Text section:
....

Logging problems are key features of any complex system in order to detect and locate any unexpected behavior. On Linux system, there are lots of solutions to generate debugging information for an unexpected behavior of a userspace application (log messages, core dump).
But what could we do if there is a kernel problem ? Few solutions exist although none are trivial.
What can go wrong with a Linux kernel
In the first place, one can wonder what are the possible causes of kernel crashes, especially on embedded systems.
Here are several cases where debugging data are critical:
- Kernel crash due to hardware interrupt: this may be an invalid memory access, any memory-related problem (like DataAbort interrupts on ARM) or any unhandled hardware-related problem.
- Kernel crash due to voluntary panic: the kernel code detects a problem and may trigger a kernel panic or a kernel oops.
- Kernel scheduling problem: some issues with the preemption or with the execution of tasks (userspace or kernel thread).
- Kernel deadlock: kernel is stuck due to misuses of kernel locking mechanisms like spinlocks.
- Endless raw critical section: code disables IRQ handling and never enables it back.
Except for case 5, handling all of these problems means detecting and logging a kernel panic. Generic code exists inside the kernel Linux to detect these cases and trigger a kernel panic when they happen. The default DataAbort handler causes a kernel panic. Detecting kernel deadlock could be done using the lockup detector. Also, any non-critical error like kernel oops can be converted into a kernel panic using the kernel sysctl panic_on_oops
or with the kernel boot parameter oops=panic
. There is also a panic_on_warn
parameter to trigger a panic when the kernel executes the WARN()
macro.
One must compromise between crashing the kernel on error and the stability of the system. You should consider which is better between triggering a crash or letting the system live after this error.
On embedded systems, rebooting in case of unexpected behavior is often preferred to keeping on with a system which potentially does not fulfill its job.
Rebooting on a kernel crash could be done:
- In software by setting the panic timeout, which is the time between a panic and the effective reboot. Its is defined in the kernel configuration
CONFIG_PANIC_TIMEOUT
and can also be set from kernel boot parameter. - In hardware using a watchdog. This will happen automatically since, after a crash, the hardware watchdog won't be fed anymore and it will trigger a reboot after its timeout.
Ensuring that an embedded system works properly is crucial. Therefore in order to detect the problem on products in the wild and to debug them, all available information on the issue have to be logged persistently.
The first information you may want is the kernel log buffer (aka dmesg
). Getting those information will be developed as the main subjet of this article: How can we log persistently debugging information between a kernel crash and a reboot ?
Dumping the kernel log buffer
There is no easy way to write persistently something just after a kernel crash occurs. The main reason is that the kernel can't bet trusted to save the data into disk.

....

Challenge:
Answer these questions from the kernel crash text above:
1. Which kernel sysctl turns a kernel oops into a kernel panic?
2. Which kernel configuration option defines the panic timeout?
3. What other name does the text give for the kernel log buffer?

Provided data:
....

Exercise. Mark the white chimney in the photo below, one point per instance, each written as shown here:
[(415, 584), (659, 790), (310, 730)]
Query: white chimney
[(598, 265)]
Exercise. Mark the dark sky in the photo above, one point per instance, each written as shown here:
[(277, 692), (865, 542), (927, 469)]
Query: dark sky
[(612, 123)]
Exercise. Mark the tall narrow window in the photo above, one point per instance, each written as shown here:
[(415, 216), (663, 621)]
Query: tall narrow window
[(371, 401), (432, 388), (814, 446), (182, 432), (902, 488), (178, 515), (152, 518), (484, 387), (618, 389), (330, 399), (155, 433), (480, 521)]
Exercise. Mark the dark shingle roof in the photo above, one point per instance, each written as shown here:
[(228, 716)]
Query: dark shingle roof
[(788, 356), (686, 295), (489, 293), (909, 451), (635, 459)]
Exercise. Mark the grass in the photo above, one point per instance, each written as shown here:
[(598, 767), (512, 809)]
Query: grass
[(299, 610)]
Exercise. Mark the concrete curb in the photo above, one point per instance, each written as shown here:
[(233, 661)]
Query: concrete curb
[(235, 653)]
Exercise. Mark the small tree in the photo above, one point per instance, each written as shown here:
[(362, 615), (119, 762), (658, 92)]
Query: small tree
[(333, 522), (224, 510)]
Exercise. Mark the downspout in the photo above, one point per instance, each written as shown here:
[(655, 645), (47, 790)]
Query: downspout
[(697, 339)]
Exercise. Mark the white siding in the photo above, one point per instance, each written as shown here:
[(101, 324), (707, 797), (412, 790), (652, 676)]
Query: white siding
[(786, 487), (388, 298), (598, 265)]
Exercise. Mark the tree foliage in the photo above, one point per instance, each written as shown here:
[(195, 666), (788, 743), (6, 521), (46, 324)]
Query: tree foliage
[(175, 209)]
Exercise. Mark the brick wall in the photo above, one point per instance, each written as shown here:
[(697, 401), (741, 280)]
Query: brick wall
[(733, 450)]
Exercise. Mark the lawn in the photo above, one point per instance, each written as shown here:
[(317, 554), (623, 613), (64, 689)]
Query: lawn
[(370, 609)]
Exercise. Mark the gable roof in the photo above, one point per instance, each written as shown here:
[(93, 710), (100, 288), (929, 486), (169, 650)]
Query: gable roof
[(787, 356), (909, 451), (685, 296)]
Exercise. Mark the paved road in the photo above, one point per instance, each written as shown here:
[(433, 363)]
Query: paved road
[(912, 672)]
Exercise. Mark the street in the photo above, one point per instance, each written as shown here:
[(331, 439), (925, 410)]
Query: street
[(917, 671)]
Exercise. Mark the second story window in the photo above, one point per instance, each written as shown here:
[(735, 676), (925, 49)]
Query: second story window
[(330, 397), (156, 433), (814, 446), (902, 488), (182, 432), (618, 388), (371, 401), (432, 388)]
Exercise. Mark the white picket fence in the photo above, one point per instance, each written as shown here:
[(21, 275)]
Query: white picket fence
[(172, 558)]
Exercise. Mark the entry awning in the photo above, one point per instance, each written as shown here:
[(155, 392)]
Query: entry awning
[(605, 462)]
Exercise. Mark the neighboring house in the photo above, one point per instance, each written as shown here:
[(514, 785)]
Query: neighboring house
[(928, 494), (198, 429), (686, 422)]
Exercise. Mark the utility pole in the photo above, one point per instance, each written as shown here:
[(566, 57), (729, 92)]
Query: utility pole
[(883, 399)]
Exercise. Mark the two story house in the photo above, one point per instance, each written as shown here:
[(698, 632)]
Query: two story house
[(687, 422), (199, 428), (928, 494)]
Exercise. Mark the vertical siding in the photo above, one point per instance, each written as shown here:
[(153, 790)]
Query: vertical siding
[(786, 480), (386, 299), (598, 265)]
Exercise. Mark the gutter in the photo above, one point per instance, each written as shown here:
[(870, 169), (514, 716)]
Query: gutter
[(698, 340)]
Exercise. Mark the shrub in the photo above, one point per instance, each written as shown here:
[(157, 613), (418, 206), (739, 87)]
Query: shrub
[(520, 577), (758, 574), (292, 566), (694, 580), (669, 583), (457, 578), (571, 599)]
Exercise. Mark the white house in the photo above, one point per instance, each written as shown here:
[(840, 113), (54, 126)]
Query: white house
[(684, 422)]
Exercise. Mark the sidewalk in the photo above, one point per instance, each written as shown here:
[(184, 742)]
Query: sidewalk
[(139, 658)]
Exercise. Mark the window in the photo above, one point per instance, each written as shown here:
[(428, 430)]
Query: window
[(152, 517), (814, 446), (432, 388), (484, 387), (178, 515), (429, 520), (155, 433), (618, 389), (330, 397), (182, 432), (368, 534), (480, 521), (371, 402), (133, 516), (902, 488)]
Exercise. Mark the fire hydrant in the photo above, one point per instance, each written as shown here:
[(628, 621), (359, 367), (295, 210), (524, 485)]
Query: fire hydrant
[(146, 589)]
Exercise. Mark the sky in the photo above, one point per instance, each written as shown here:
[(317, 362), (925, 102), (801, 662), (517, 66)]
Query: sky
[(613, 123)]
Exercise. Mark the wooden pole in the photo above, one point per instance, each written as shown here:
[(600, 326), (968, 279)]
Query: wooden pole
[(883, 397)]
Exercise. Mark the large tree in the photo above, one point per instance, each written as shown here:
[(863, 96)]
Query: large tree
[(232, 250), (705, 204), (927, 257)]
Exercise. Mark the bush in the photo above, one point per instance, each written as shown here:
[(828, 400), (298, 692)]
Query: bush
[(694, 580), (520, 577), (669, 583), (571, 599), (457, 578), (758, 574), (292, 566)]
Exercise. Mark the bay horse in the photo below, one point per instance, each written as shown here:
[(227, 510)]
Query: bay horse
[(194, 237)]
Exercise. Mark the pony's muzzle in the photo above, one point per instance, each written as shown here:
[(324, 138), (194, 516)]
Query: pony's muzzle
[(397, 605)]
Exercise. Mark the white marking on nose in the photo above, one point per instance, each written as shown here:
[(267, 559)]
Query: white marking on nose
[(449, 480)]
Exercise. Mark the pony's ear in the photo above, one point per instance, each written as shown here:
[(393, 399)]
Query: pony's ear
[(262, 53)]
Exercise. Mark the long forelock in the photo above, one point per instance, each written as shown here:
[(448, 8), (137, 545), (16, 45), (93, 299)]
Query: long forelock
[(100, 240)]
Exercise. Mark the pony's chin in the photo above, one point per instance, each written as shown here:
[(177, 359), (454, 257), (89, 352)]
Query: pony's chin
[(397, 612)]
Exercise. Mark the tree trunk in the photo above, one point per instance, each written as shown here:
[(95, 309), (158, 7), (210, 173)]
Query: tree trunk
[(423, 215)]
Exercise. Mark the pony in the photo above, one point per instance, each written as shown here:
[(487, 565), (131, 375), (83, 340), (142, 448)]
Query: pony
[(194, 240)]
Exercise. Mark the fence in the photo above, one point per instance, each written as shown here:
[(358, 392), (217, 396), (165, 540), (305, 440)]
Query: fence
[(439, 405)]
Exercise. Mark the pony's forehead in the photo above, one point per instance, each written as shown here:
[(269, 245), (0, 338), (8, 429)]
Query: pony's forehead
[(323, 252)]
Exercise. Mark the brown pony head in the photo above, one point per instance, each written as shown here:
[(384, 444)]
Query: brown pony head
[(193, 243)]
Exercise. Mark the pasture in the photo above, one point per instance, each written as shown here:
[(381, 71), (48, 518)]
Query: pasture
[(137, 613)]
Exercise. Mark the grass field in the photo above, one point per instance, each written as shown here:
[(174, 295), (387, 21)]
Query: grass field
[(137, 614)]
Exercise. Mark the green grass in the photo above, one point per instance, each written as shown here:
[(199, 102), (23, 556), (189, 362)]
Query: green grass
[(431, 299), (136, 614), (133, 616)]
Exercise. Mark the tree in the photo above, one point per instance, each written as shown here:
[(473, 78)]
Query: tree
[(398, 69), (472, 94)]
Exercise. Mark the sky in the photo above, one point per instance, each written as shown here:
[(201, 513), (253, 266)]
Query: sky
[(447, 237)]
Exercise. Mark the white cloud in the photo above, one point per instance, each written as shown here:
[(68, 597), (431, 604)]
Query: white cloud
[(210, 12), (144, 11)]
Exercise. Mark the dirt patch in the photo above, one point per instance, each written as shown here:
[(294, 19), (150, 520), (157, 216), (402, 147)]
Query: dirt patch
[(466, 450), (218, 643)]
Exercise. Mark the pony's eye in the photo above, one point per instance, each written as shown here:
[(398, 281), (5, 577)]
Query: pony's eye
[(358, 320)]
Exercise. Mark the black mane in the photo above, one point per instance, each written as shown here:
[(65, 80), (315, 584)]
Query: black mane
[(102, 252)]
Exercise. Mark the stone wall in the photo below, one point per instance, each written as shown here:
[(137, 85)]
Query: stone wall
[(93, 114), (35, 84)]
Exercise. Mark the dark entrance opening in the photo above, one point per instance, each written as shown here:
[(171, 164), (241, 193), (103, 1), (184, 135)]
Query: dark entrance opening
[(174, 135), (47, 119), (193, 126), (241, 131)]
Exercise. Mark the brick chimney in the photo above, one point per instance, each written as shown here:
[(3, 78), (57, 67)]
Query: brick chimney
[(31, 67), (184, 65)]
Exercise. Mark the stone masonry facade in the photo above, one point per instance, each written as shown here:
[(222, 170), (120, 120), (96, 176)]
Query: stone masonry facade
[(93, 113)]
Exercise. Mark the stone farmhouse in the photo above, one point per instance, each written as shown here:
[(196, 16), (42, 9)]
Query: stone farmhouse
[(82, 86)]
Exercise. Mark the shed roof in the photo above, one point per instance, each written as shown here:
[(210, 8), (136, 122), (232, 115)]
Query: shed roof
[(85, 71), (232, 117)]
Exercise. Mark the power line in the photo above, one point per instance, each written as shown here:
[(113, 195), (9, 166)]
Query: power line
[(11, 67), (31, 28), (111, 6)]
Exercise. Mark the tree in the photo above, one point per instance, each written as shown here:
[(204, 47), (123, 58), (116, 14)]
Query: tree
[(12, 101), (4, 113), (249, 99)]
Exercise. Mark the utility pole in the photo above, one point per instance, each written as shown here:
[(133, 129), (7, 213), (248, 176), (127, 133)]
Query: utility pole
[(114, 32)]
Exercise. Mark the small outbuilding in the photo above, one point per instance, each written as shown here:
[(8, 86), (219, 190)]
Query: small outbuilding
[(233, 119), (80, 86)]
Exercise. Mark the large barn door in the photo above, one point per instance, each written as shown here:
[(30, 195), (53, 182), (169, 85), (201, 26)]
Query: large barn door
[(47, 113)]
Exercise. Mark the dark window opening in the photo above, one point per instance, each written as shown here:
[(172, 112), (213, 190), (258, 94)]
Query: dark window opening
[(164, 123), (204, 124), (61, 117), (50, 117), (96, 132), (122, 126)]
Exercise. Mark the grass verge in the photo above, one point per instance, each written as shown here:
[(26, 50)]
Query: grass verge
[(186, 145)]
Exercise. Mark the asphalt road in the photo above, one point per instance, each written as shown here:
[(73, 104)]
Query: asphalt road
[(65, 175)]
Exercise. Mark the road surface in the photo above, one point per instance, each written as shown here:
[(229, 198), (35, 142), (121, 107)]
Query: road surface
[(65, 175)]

....

Task solution:
1. panic_on_oops
2. CONFIG_PANIC_TIMEOUT
3. dmesg